=== Stored rows ===

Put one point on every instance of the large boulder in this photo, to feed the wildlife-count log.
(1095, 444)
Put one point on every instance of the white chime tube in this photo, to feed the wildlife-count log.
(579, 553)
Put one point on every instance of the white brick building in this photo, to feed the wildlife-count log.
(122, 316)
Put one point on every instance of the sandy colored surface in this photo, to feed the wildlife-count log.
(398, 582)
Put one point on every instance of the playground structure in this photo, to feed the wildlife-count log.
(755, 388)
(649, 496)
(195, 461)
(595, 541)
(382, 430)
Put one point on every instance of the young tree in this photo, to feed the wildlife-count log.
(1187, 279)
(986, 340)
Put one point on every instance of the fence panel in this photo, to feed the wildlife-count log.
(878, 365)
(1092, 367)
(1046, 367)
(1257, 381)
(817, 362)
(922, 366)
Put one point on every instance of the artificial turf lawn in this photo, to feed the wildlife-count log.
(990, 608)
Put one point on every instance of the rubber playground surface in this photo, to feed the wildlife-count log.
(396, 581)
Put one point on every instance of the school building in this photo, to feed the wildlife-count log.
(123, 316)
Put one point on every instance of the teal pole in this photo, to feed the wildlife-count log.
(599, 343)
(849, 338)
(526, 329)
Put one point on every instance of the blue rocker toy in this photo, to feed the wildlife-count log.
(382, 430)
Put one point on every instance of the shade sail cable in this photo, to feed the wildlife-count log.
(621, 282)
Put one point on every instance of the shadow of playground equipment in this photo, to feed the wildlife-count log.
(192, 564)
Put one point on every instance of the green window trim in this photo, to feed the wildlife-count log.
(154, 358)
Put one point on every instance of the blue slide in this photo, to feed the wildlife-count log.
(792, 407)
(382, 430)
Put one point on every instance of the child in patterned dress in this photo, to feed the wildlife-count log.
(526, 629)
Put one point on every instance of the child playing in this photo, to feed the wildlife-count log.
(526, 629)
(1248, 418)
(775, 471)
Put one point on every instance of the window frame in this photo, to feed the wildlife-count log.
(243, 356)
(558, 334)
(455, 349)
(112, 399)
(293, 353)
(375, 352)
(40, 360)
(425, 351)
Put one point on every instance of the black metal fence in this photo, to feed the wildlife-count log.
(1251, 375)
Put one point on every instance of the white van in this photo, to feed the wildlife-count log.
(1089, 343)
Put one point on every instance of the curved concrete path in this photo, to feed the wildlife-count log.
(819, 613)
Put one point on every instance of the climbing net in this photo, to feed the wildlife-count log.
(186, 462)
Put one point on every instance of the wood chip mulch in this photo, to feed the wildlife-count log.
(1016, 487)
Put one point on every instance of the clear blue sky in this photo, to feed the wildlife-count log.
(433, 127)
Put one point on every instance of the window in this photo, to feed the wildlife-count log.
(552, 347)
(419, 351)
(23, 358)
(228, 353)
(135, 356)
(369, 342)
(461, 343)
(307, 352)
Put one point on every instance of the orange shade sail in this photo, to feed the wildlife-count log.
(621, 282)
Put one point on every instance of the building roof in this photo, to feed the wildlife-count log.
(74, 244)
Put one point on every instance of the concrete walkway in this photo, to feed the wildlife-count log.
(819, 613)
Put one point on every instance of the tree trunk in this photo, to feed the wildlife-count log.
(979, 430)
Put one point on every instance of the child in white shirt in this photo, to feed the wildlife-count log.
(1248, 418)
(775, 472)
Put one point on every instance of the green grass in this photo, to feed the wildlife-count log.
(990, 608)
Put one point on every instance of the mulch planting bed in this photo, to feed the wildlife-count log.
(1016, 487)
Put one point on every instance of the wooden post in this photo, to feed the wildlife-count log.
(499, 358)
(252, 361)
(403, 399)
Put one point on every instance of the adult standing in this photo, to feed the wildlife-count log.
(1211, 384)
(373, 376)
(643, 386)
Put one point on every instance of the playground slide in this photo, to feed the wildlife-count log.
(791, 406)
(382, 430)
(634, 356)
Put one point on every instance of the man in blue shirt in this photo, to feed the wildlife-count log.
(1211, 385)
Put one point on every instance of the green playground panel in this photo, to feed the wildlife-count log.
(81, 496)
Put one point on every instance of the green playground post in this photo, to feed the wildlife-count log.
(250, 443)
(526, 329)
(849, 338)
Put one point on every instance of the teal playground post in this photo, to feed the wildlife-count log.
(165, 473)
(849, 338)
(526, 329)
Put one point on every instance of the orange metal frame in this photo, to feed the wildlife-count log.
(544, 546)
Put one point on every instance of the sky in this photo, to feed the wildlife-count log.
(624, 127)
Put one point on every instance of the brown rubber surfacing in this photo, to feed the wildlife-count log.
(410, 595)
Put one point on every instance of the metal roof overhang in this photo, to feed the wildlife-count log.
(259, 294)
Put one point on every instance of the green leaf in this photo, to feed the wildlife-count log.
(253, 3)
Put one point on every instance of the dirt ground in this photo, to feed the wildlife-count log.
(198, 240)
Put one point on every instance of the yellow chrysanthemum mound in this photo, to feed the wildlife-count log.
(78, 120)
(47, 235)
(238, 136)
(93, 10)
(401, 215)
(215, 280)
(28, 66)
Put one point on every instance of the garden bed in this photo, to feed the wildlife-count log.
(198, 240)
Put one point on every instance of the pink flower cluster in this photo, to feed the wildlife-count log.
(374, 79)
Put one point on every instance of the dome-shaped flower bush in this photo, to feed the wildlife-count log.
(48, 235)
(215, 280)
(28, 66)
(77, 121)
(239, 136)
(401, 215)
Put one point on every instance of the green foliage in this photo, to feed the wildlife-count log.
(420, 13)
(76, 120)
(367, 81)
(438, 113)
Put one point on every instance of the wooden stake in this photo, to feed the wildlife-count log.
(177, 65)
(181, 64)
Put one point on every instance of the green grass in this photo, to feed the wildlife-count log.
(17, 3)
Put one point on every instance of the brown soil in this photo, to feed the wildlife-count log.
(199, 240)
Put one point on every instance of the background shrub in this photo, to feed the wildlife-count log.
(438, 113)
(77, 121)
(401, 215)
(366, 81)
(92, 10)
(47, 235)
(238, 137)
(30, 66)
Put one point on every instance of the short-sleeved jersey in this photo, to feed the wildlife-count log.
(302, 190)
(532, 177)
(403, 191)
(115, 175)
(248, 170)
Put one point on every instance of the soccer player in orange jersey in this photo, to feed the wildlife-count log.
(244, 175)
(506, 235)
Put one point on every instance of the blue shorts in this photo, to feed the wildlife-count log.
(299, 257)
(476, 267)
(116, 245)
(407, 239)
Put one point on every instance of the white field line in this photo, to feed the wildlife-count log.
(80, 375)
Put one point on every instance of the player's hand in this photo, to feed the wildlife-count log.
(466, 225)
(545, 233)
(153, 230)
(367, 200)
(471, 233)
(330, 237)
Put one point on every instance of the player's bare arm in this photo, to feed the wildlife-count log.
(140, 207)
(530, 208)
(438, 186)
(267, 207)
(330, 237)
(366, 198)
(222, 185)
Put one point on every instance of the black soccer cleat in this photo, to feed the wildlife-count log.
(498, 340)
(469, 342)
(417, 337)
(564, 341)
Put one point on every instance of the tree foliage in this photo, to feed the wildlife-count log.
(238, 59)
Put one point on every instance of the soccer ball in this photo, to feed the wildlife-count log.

===

■ Task objective:
Please quote exactly the lines from the one containing "Put one point on every instance of the short-sleeved" through the last line of the records above, both included, and nothing else.

■ Full response:
Put one point on every instance of the short-sleeved jersey in this photo, to feed the wildlife-count log.
(302, 190)
(532, 177)
(403, 191)
(115, 175)
(248, 170)
Put one point on every instance of the soccer player in orange jersey in this photo, to feed the wildlife-count log.
(244, 175)
(506, 235)
Put one point on every instance of the blue shorts in this photo, to feed the wildlife-count log.
(299, 257)
(476, 267)
(116, 245)
(407, 239)
Put one point on every instance of the white field line in this photo, to feed the wildlife-count log.
(80, 375)
Put one point on every instance of the player's hand in this photo, to feed the wildlife-count log.
(466, 225)
(545, 233)
(153, 230)
(367, 200)
(471, 233)
(330, 237)
Put one point on every instance of the player's bare arm in this photo, to feed the wildlife-count log.
(140, 207)
(530, 208)
(438, 186)
(267, 207)
(330, 237)
(366, 198)
(222, 185)
Put one point on every instance of the black soccer cleat in this photo, to feed the wildlife-count log.
(498, 340)
(469, 342)
(417, 337)
(564, 341)
Put one point on every instance of the tree foliage in this photo, to feed the wildlife-count log.
(238, 59)
Put one point on every instance of the soccer ball in this photo, to feed the wildlife-count log.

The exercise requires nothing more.